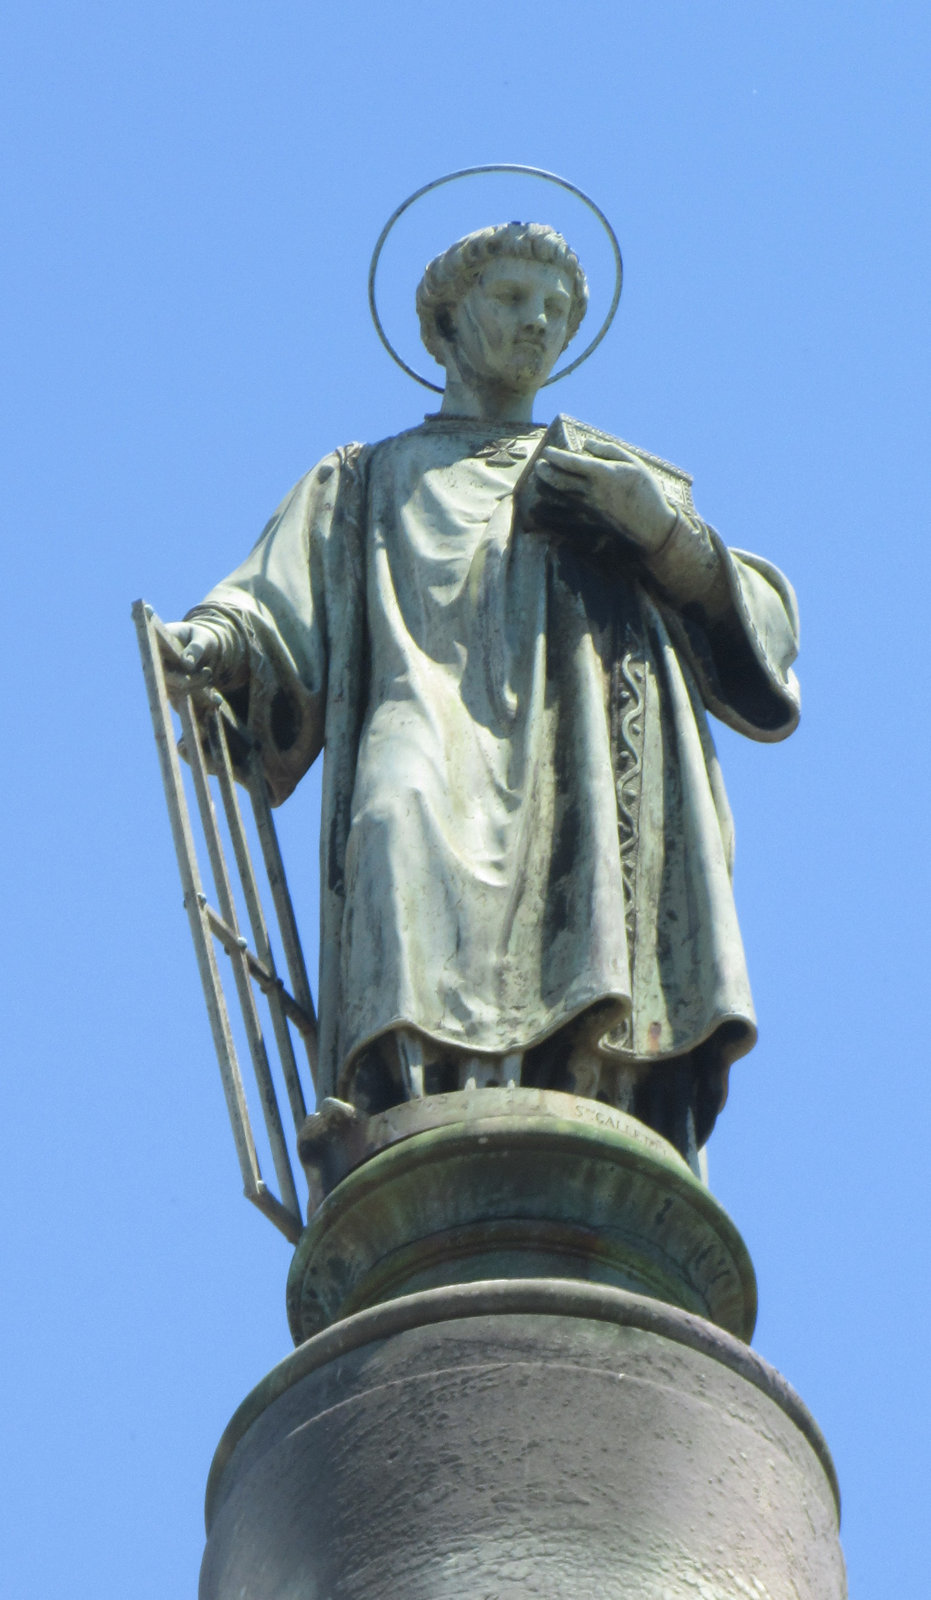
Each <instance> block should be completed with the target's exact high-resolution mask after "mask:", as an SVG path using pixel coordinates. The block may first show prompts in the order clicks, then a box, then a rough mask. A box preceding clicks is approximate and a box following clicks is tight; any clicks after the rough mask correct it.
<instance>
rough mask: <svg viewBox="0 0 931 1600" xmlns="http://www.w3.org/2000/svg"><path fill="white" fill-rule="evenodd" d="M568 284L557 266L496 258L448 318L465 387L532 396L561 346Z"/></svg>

* * *

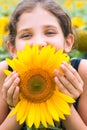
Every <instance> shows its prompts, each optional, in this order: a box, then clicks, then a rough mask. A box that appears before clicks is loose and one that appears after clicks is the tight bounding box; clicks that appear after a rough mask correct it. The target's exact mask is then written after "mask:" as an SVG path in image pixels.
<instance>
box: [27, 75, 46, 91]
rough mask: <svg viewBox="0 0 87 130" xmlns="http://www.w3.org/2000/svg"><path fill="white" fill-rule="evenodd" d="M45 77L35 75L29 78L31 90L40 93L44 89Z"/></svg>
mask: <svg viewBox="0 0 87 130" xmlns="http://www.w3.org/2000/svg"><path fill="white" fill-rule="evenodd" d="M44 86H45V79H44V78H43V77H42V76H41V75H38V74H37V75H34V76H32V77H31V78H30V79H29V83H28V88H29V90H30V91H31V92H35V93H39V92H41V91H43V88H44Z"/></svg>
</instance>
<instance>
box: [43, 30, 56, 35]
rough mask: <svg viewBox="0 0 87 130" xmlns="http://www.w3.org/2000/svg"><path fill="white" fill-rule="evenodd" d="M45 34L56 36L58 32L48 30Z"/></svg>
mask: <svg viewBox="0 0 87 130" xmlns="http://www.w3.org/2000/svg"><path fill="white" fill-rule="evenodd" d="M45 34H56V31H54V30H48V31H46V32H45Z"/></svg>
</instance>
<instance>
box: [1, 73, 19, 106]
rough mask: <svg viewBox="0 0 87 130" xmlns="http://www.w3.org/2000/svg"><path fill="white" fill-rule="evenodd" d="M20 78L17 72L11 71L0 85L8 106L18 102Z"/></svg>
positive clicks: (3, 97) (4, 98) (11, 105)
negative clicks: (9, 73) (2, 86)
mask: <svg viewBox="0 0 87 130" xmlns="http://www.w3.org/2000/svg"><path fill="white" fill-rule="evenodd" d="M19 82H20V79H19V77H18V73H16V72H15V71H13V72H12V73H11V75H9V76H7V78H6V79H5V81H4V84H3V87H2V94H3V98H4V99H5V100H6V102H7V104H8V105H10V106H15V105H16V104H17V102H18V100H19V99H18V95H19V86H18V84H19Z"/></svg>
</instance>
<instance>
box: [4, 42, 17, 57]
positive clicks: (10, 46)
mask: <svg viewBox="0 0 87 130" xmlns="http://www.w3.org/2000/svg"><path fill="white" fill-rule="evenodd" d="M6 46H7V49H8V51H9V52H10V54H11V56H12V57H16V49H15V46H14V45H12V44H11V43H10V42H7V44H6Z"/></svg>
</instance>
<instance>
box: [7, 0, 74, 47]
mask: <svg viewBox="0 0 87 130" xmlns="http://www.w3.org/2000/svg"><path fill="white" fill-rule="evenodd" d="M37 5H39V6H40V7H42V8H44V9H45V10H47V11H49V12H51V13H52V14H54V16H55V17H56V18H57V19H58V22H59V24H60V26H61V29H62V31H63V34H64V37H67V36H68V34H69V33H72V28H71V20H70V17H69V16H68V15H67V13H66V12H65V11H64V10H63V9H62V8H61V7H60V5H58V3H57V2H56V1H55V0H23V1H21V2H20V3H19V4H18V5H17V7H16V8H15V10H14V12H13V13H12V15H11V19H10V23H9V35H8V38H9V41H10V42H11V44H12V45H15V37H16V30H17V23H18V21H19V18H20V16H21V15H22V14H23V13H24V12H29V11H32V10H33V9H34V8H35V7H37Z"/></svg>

...

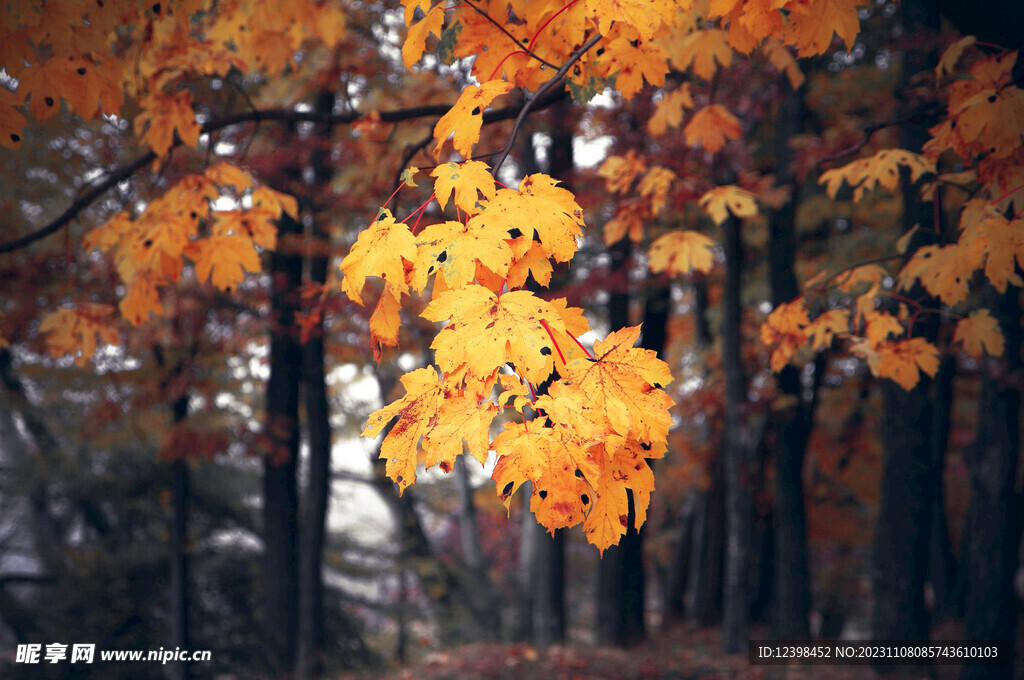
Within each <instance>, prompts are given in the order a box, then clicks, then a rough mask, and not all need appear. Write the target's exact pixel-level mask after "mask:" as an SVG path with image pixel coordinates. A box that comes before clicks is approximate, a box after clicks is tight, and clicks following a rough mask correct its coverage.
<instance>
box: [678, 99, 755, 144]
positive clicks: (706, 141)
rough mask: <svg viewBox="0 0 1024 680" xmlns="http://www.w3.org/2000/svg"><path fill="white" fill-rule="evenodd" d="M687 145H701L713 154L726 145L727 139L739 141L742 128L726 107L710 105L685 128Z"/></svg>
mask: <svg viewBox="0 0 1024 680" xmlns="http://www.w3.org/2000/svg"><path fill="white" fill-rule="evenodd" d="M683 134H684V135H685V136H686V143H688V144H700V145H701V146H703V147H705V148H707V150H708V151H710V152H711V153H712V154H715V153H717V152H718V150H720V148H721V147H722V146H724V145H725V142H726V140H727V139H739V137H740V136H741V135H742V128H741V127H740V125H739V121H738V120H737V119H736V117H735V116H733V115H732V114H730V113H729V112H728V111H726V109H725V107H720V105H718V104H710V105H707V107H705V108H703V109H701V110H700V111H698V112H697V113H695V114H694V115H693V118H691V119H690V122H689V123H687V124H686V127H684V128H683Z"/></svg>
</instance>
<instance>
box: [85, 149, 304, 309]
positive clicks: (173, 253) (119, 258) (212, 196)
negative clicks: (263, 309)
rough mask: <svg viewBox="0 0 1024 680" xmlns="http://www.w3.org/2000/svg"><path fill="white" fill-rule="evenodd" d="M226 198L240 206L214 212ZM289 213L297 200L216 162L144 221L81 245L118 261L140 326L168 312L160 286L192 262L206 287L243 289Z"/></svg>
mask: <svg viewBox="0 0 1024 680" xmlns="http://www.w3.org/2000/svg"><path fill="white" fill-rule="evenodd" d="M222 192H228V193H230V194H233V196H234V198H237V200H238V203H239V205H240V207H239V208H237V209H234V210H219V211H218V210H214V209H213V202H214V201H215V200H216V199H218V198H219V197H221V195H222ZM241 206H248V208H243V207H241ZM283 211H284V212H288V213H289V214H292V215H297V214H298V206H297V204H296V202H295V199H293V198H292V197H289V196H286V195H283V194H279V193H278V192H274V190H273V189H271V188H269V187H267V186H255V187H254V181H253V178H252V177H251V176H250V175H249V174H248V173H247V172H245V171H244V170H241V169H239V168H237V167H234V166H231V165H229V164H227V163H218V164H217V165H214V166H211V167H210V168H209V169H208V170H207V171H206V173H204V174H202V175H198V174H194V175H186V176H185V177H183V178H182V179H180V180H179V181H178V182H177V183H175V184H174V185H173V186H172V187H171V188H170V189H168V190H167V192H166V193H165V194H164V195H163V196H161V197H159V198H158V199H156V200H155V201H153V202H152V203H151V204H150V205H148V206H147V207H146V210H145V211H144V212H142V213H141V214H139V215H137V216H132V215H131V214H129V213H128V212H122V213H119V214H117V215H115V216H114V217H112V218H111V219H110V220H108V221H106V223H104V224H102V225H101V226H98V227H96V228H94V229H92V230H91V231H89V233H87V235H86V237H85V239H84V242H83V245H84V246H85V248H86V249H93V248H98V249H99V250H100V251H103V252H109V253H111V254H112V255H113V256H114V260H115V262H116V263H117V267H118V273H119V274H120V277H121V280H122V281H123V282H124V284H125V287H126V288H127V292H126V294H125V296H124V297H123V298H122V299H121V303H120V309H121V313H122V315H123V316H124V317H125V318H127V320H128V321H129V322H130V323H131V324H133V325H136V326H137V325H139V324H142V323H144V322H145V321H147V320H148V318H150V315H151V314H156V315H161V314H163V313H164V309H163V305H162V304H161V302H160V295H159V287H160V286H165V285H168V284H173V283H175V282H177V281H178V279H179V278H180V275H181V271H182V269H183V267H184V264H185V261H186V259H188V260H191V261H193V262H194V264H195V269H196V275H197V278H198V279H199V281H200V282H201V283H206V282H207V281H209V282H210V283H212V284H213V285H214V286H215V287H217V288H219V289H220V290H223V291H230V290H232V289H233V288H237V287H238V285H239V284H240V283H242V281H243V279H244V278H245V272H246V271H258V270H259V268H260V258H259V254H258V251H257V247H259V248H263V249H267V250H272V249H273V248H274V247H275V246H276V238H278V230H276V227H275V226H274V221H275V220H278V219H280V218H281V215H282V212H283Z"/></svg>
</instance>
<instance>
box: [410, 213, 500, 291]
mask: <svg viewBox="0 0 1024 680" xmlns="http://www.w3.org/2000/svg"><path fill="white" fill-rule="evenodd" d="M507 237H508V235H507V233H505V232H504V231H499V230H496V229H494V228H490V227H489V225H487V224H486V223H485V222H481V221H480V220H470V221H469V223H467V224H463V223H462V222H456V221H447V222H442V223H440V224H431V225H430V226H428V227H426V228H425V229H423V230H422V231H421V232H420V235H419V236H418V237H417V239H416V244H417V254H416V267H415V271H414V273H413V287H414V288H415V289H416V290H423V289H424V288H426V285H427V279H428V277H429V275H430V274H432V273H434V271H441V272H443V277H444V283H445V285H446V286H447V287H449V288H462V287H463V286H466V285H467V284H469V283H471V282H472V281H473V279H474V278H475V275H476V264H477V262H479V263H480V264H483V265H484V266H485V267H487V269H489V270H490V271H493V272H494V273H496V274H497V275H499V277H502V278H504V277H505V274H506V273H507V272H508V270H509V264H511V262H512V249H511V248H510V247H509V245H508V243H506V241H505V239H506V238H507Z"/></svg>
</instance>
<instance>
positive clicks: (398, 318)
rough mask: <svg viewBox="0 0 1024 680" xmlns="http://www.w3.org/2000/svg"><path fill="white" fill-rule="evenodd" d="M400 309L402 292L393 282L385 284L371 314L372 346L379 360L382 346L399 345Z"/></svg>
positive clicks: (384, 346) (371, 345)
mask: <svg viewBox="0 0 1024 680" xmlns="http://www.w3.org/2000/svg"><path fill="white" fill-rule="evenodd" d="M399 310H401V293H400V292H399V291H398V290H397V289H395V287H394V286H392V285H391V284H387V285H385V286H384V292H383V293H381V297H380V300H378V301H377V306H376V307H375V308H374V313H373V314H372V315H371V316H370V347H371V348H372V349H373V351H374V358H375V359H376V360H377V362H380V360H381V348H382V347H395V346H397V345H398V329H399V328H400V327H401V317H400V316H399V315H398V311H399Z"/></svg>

* _Your task_: Copy every line of the listing above that contains the string "with".

* _Answer box_:
Each <instance> block should be completed with the target's exact high-resolution mask after "mask:", as an SVG path using pixel coordinates. The block may first show prompts in the order clicks, then a box, then a rough mask. A box preceding clicks is approximate and a box following clicks is tight; any clicks after the rough mask correct it.
Within each <instance>, prompts are given in the order a box, then clicks, then a rough mask, and not all need appear. Write the target's exact pixel-level mask after "mask:" as an SVG path with image pixel coordinates. A box that comes before clicks is approximate, a box after clicks is tight, and clicks following a rough mask correct its coverage.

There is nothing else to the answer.